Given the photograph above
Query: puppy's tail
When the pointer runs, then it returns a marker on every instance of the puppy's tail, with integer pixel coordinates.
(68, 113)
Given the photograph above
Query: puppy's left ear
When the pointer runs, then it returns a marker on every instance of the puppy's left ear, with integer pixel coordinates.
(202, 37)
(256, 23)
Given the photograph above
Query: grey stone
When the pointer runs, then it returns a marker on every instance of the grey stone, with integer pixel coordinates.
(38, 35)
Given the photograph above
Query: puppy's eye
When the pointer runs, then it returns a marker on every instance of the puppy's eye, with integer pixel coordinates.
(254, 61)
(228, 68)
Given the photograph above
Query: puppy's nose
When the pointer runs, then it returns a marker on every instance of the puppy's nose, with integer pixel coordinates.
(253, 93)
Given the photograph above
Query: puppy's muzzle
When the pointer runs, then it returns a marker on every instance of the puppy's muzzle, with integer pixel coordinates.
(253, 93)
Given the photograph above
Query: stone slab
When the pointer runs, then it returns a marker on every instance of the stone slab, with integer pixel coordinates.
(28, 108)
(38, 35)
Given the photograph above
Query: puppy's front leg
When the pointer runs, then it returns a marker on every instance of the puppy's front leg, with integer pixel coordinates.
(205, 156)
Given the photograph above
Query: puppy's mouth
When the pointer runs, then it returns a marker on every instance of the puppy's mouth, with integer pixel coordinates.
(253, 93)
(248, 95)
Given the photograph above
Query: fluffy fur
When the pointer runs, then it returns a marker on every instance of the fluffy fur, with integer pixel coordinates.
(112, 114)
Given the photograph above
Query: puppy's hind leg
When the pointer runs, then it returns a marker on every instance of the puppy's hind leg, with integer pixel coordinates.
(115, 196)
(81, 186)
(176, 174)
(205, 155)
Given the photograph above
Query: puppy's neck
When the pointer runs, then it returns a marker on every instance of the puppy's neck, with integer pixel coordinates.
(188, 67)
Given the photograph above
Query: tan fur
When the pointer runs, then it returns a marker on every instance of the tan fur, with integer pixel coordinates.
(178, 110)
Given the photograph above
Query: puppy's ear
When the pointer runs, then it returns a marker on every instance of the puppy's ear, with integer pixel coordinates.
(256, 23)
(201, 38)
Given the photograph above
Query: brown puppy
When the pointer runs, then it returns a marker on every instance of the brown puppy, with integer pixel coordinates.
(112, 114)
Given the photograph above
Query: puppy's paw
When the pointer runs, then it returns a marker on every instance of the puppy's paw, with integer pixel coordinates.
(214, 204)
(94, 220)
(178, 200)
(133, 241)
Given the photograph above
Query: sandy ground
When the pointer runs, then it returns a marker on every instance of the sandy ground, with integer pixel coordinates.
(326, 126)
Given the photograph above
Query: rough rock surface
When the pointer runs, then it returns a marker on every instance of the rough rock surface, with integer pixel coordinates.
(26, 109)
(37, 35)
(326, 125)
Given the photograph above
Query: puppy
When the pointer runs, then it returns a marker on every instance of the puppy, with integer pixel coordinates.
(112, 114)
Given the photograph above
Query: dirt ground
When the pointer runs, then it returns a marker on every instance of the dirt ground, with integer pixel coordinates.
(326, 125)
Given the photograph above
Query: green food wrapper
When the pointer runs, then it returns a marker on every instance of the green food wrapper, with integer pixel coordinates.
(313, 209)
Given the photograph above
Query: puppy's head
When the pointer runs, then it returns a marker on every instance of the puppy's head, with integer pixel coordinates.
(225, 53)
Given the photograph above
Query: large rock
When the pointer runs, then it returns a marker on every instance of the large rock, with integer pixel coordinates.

====

**WHAT YOU WILL DO**
Write out all the entries exactly.

**RESPONSE TO THE EXERCISE**
Given the photograph above
Query: puppy's tail
When the pointer runs, then it returns a marker on every instance of the puppy's tail, with integer pixel coordinates.
(68, 113)
Given the photograph above
Query: puppy's left ear
When the pointer runs, then it returns a marker on every instance of the puppy's left ear, with integer pixel coordinates.
(202, 37)
(256, 23)
Given the photograph above
Query: grey stone
When the pointer runs, then it returns a marker on every instance of the grey stone, with integer pixel coordinates.
(38, 35)
Given the photograph above
Query: puppy's eye
When the pointer runs, then it returns a marker on every instance of the puppy's eye, with integer pixel coordinates.
(254, 61)
(228, 68)
Given the photograph above
Query: puppy's nose
When the pointer runs, then it returns a marker on every instance of the puppy's nose, with integer pixel coordinates.
(253, 93)
Given the photograph above
Query: puppy's muzzle
When the pointer runs, then it returns a marker on every instance of the puppy's muzzle, with integer pixel coordinates.
(253, 93)
Given the photograph above
Query: stone slab
When the pointer runs, then it returns a marker on every instance of the stone slab, with integer pixel coordinates.
(28, 108)
(38, 35)
Given the photograph above
Query: puppy's front leg
When the pointer runs, then it returns a marker on every instance of the puppy's front leg, with integer pixel coordinates.
(205, 156)
Given the photograph above
Query: puppy's mouth
When the pointer runs, then it returns a marker on every instance of the puppy's mouth, with integer pixel coordinates.
(253, 93)
(248, 95)
Given the photograph above
Query: fluffy fur
When the pointer runs, then it returns a marker on every instance of the fluffy fur, with integer pixel coordinates.
(112, 114)
Given the photograph above
Query: puppy's hind leg
When the pointer runs, then it returns a marker on every instance of the puppy's hind leg, with integer pixel coordinates.
(115, 196)
(81, 186)
(176, 174)
(205, 155)
Given the photograph above
Query: puppy's neck
When the pointer runs, then it returns a marker on every instance of the puppy's neck, with integer pixel coordinates.
(188, 67)
Given the photograph above
Query: tan fur
When the pointer runs, then it returns a marker on every instance of the tan fur, with integer pixel coordinates.
(178, 110)
Given the photograph above
Query: puppy's ear
When the pointer runs, then it returns a marker on every instance of the puppy's ear, with integer pixel coordinates.
(256, 23)
(201, 38)
Given the photograph above
Query: brown puppy
When the pointer runs, then it returns a marker on every instance of the brown puppy, with integer pixel coordinates.
(112, 114)
Given the photograph above
Query: puppy's paw
When the pointer runs, then it returns a marker on every instance of the puppy's paw, with integer pixel coordinates.
(214, 204)
(94, 220)
(178, 200)
(133, 241)
Given the photograph above
Query: sandy ground
When the pointer runs, then it returns a marker on every instance of the sandy ground, with integer pixel coordinates.
(326, 126)
Given the photograph above
Query: rough rock surface
When the pointer runs, then it returns a marker on every instance of the rough rock surface, with integer pixel coordinates.
(26, 109)
(37, 35)
(326, 125)
Given the photograph above
Query: puppy
When the pointer runs, then it returns a marker on every instance of the puppy, with integer pixel coordinates.
(112, 114)
Given the photograph above
Query: dirt ground
When the pointer runs, then it returns a marker on every instance of the dirt ground, with integer pixel coordinates.
(326, 125)
Given the photograph above
Query: green food wrapper
When the pointer runs, then it returns a marker on every instance of the green food wrapper, with integer pixel coordinates.
(313, 209)
Given the photograph above
Query: puppy's head
When the pointer runs, then it returns a marker on every instance of the puppy's head, with integer pixel coordinates.
(225, 53)
Given the photograph above
Query: large rock
When the pointer runs, then it returns a marker on every instance of the large rock, with integer pixel coordinates.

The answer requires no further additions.